Object position labeling listing

##########

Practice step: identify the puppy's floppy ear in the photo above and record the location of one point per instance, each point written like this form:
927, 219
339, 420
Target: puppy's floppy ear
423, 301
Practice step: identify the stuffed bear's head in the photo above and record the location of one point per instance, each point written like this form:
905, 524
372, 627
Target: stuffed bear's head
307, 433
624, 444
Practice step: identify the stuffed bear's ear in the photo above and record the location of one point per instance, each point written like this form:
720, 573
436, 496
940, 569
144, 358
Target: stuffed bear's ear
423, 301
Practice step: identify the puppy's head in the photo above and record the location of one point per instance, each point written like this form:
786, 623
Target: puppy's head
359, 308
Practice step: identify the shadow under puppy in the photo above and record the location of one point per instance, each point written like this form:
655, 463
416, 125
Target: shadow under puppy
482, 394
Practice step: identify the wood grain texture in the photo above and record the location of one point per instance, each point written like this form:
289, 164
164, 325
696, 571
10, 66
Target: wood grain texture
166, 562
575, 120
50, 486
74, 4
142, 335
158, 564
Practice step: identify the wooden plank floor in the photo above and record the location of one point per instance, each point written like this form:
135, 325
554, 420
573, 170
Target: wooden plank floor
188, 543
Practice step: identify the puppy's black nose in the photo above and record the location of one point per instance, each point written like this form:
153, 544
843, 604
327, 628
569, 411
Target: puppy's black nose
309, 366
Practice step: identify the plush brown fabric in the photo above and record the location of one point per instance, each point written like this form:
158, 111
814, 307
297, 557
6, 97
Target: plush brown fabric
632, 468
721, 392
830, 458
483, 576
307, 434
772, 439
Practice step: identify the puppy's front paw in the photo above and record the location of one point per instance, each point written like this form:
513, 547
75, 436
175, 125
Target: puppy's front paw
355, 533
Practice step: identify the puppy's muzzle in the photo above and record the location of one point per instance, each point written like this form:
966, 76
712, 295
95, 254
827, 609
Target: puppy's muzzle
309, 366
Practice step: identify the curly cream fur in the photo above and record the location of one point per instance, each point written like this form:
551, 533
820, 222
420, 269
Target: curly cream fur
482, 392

##########

_Aim_: Update the listing above so that every "Practice step" becomes "Exercise step", and leave all other text unchanged.

_Problem solution_:
Exercise step: identify the puppy's floppy ear in the photo above and record the location of one point per instance, each point written like this form:
927, 219
339, 420
Target: puppy's floppy ear
423, 301
Exercise step: identify the stuffed bear's head in the photo above and record the location of one point per instance, each point written like this form:
905, 524
372, 627
Target: stuffed bear's head
307, 433
624, 444
Exercise step: identify the stuffed bear's ear in the photo above and record the location of one point per instance, each point written like this form:
720, 573
436, 496
940, 569
144, 358
Target: stuffed bear's ear
423, 301
Exercise step: identify the puppy's head in the photo above and record the location of one point per instance, each point written like this form:
786, 623
Target: puppy's head
359, 308
Exercise step: identify the shadow under puppy in the photo above and record the location of one point per instance, each point written like this form:
655, 463
416, 125
Target: shadow under puppy
482, 394
Exercise step: identify the wood grain texture in the photo above and record the location of one point per instance, each point written like this form:
289, 164
164, 325
696, 571
10, 66
Target: wood grain texture
166, 562
575, 120
50, 486
74, 4
142, 335
158, 564
Exercise step: identify the wooden plank floor in the photo above and record the location of one point per instance, each point written like this form:
135, 325
554, 420
573, 170
Target: wooden plank floor
188, 543
Exercise step: identify the puppy's black nose in the photo above and record the location of one point per instance, each point written like this form:
153, 544
843, 604
327, 628
569, 411
Target: puppy's black nose
309, 366
Exercise step: identify the plush brown fabric in the photo above and record the location of one point per instance, each point written like this form:
158, 111
814, 307
297, 557
6, 97
Target: plush brown fabric
632, 468
721, 392
830, 458
483, 576
307, 434
772, 439
Exercise step: identify the puppy's front paw in the photo above and record the location of one point per instance, each point written like this form:
513, 547
75, 436
175, 125
Target: puppy's front paw
355, 533
Exercise step: identify the puppy's muzzle in the photo above and record the location of one point per instance, each point written like this form:
966, 76
712, 295
95, 254
827, 609
Target: puppy's muzzle
309, 366
Exercise step: identify the curly cream fur in the photo above and record the location of one point per instance, each point written like this form:
551, 533
820, 222
420, 269
Target: curly cream fur
482, 392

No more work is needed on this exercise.